Requirement: Extract all of the lines below word for word, leaving the pictures out of your answer.

___

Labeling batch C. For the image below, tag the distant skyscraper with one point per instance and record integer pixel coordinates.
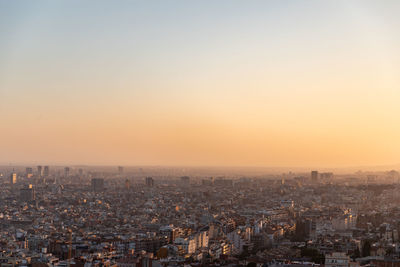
(27, 194)
(46, 171)
(149, 182)
(185, 180)
(120, 170)
(127, 184)
(40, 171)
(13, 178)
(314, 176)
(66, 172)
(29, 172)
(98, 184)
(325, 176)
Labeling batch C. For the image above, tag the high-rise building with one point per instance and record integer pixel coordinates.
(185, 180)
(326, 176)
(40, 171)
(46, 171)
(29, 172)
(27, 194)
(314, 176)
(97, 184)
(13, 178)
(149, 182)
(127, 184)
(66, 172)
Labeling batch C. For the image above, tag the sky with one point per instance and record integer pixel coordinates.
(200, 83)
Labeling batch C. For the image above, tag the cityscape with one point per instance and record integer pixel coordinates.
(116, 216)
(170, 133)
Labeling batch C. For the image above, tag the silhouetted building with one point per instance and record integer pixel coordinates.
(185, 180)
(223, 182)
(29, 172)
(66, 172)
(27, 194)
(46, 171)
(314, 176)
(149, 182)
(127, 184)
(326, 176)
(98, 184)
(13, 178)
(40, 171)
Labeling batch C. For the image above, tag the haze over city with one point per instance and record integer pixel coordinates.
(194, 83)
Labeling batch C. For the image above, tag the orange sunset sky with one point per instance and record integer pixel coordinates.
(232, 83)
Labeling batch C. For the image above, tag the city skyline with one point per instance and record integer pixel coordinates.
(289, 84)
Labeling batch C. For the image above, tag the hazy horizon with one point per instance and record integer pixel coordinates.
(228, 83)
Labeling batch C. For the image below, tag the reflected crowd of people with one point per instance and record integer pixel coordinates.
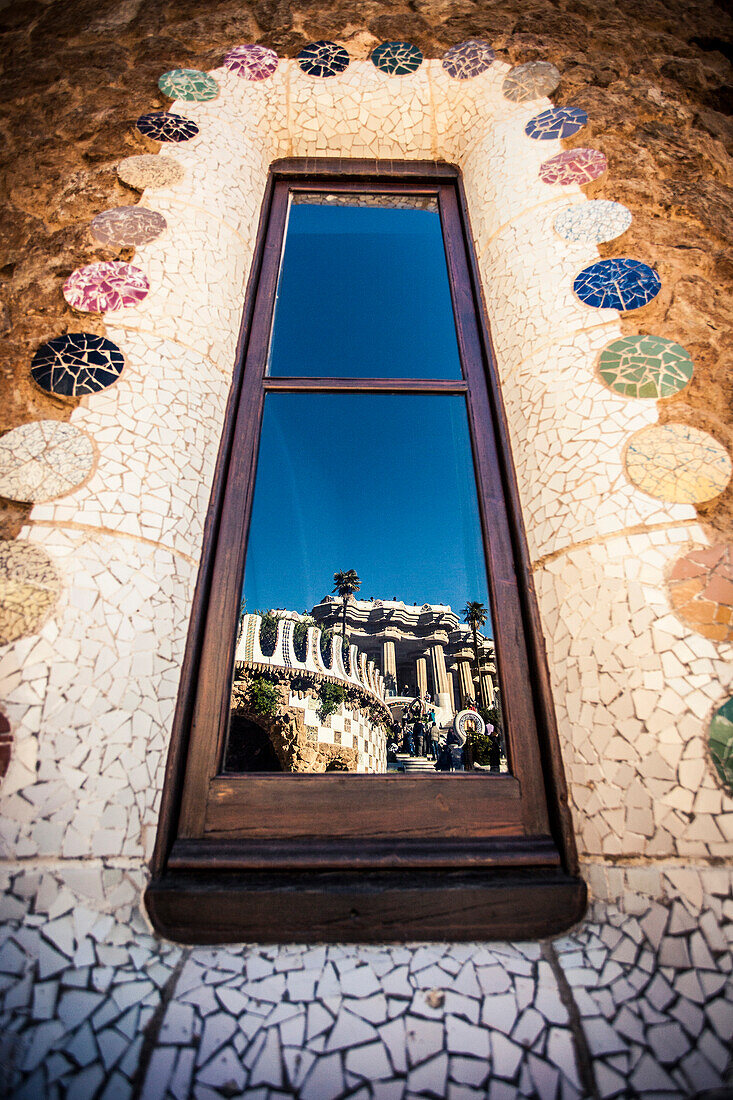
(417, 735)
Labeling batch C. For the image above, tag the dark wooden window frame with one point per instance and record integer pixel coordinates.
(360, 858)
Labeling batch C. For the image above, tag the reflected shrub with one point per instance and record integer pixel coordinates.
(331, 697)
(263, 697)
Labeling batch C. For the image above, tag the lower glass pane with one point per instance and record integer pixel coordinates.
(364, 638)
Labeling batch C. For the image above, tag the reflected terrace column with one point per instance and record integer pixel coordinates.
(390, 666)
(439, 674)
(420, 669)
(466, 681)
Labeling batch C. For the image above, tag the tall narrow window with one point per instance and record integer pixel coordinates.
(370, 697)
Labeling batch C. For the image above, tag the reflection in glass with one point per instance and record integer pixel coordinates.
(363, 290)
(364, 630)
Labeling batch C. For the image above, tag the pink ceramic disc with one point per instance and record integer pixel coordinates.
(251, 62)
(98, 288)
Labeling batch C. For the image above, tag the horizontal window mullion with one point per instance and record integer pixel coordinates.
(367, 385)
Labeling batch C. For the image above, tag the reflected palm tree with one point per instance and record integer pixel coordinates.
(346, 583)
(476, 615)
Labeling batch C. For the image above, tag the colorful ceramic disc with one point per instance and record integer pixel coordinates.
(468, 58)
(397, 58)
(593, 221)
(529, 81)
(43, 460)
(617, 284)
(29, 590)
(128, 227)
(556, 122)
(190, 85)
(645, 366)
(678, 463)
(573, 166)
(76, 364)
(701, 591)
(163, 125)
(150, 171)
(720, 737)
(252, 62)
(98, 288)
(323, 58)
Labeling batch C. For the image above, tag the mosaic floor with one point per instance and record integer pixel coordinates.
(632, 1004)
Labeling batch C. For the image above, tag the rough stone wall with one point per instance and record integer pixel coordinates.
(655, 78)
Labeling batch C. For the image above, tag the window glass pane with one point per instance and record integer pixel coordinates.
(383, 485)
(363, 290)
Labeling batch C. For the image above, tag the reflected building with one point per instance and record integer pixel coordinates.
(417, 648)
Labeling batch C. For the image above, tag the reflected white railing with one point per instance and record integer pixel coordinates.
(362, 672)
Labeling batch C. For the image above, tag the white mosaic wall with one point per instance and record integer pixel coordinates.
(347, 727)
(634, 1002)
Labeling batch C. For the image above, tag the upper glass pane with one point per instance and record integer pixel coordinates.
(363, 290)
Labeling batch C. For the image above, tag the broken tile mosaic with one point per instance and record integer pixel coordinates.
(163, 125)
(701, 591)
(720, 737)
(468, 58)
(29, 590)
(6, 745)
(617, 284)
(531, 80)
(150, 171)
(593, 222)
(76, 364)
(573, 166)
(397, 58)
(251, 62)
(678, 463)
(556, 122)
(189, 85)
(43, 460)
(323, 58)
(109, 285)
(645, 366)
(128, 227)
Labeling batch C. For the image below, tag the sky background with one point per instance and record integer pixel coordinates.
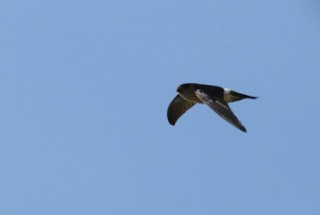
(85, 86)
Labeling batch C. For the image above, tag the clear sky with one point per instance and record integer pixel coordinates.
(85, 86)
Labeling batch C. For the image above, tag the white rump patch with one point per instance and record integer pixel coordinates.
(226, 95)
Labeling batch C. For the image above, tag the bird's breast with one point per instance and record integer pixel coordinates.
(190, 96)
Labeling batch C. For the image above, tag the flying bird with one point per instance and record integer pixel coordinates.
(217, 98)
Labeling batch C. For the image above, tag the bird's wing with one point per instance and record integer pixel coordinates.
(177, 108)
(221, 108)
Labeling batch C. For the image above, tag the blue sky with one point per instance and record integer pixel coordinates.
(85, 85)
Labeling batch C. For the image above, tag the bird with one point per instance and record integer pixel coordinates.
(217, 98)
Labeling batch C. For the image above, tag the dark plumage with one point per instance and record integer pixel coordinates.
(217, 98)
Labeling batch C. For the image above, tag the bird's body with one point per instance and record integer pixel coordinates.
(217, 98)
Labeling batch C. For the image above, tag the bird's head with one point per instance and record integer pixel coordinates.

___

The result:
Labeling batch C. For the image below, tag the distant skyscraper with one point per instance and record integer pixel coordinates.
(27, 194)
(46, 171)
(149, 182)
(185, 180)
(120, 170)
(127, 184)
(40, 171)
(13, 178)
(314, 176)
(66, 172)
(29, 172)
(98, 184)
(325, 176)
Labeling batch C. For the image above, tag the high-rise building with one point per instance and record integer pixel coordinates.
(185, 180)
(326, 176)
(40, 171)
(46, 171)
(29, 172)
(27, 194)
(314, 176)
(97, 184)
(13, 178)
(149, 182)
(127, 184)
(66, 172)
Labeling batch C. For the image above, tag the sky with one point per instance and record integer pixel coordinates.
(200, 83)
Labeling batch C. For the image above, tag the cityscape with one point per instance and record integer pixel coordinates.
(116, 216)
(170, 133)
Labeling batch C. For the image above, tag the silhouetted building with one point per instance and record integer pixel coordinates.
(185, 180)
(223, 182)
(29, 172)
(66, 172)
(27, 194)
(46, 171)
(314, 176)
(149, 182)
(127, 184)
(326, 176)
(98, 184)
(13, 178)
(40, 171)
Labeling batch C. For the image above, tag the haze over city with one point per instance and record integer pixel coordinates.
(194, 83)
Labeling batch C. For the image above, tag the orange sunset sky with one point per instance and record integer pixel coordinates.
(232, 83)
Labeling batch C. For the image above, tag the city skyline with one point per instance and record integer pixel coordinates.
(289, 84)
Labeling batch C. For the image above, tag the hazy horizon with one point per instance and record integer pixel coordinates.
(228, 83)
Labeling batch C. For the image below, tag the reflected crowd of people with one point per instance and record integer pixel coordinates.
(417, 735)
Labeling batch C. For the image above, tag the dark wooden window frame with one point per instance and record integer pixel coordinates.
(360, 858)
Labeling batch C. For the image above, tag the reflected shrub with one point per instance and record integer pixel coordinates.
(331, 697)
(263, 697)
Labeling batch C. For the image above, tag the lower glass pane with one point per instance and record integer pixel coordinates.
(364, 638)
Labeling batch C. For the image above, tag the reflected terrace column with one point per instance and record integer pixel coordinates.
(390, 666)
(439, 674)
(420, 669)
(466, 681)
Labeling batch C. For the image above, tag the tall narrow window with one point per instance and record integer pixel coordinates.
(370, 697)
Labeling batch C. For the image above, tag the reflection in glass with one point per instance and record integer pixel coordinates.
(363, 290)
(364, 630)
Labeling batch C. For the image above, tag the pink ceramic disc with one point per instance and record integer pixel coordinates.
(251, 62)
(98, 288)
Labeling batch C. For the image above, tag the horizontal window mullion with one point per instance and record integer pixel coordinates.
(367, 385)
Labeling batch C. For the image above, tag the reflected palm tree with one point per instance and record integer pixel coordinates.
(346, 583)
(476, 615)
Labeling batch C. For the image above, tag the colorful ceramic disc with one point per instance and record integer pixel coordinates.
(468, 58)
(397, 58)
(593, 221)
(529, 81)
(43, 460)
(617, 284)
(29, 590)
(128, 227)
(556, 122)
(190, 85)
(645, 366)
(678, 463)
(573, 166)
(76, 364)
(701, 591)
(163, 125)
(150, 171)
(720, 737)
(252, 62)
(98, 288)
(323, 58)
Labeling batch C. For the image above, tag the mosaic floor with one point per instance and record integer pixel coordinates.
(632, 1004)
Labeling batch C. For the image above, tag the rough stone wall with one point per instance and record integer pixel coordinates.
(655, 78)
Labeling batch C. For the image above, tag the window glass pane with one point per instance and record integer pixel coordinates.
(383, 485)
(363, 290)
Labeling batch C. For the image above, tag the reflected building with one point per instance and record integer pixel coordinates.
(417, 648)
Labeling batch C. For the image above, tag the reflected white railing with one point per instance and record integer pixel coordinates.
(362, 672)
Labeling batch C. For the image above, tag the white mosaic wall with one point per instance and record integer pixel coordinates.
(347, 727)
(634, 1002)
Labeling batch C. For the image above, tag the upper glass pane with one point per instance and record integer pixel coordinates.
(363, 290)
Labeling batch C. For the image above, tag the broken tile mosaic with one point per instance and record integer pixel coordinates.
(163, 125)
(701, 591)
(720, 737)
(468, 58)
(29, 590)
(6, 745)
(617, 284)
(531, 80)
(150, 171)
(593, 222)
(76, 364)
(573, 166)
(397, 58)
(251, 62)
(678, 463)
(556, 122)
(189, 85)
(43, 460)
(323, 58)
(109, 285)
(645, 366)
(128, 227)
Labeling batch C. For the image below, tag the sky background with one point per instance and record integer pixel coordinates.
(85, 86)
Labeling batch C. For the image above, tag the clear sky with one point per instance and record integer pixel coordinates.
(85, 86)
Labeling batch C. For the image above, tag the white rump patch with one point per instance and record integer pixel coordinates.
(226, 95)
Labeling batch C. For the image above, tag the bird's breast with one point per instance and record integer pixel coordinates.
(190, 96)
Labeling batch C. For the image above, tag the flying bird with one point per instance and record integer pixel coordinates.
(217, 98)
Labeling batch C. For the image above, tag the bird's wing with one point per instance and record integer pixel coordinates.
(177, 108)
(221, 108)
Labeling batch C. For the image above, tag the blue sky with one point per instance and record integer pixel coordinates.
(85, 85)
Labeling batch C. For the image above, tag the bird with one point per instance and record integer pixel coordinates.
(217, 98)
Labeling batch C. For the image above, tag the dark plumage with one point per instance and record integer pixel coordinates.
(217, 98)
Labeling batch C. For the image above, tag the bird's body with one point per instance and record integer pixel coordinates.
(217, 98)
Labeling batch C. For the image above, tag the bird's head with one point per instance and record integer pixel coordinates.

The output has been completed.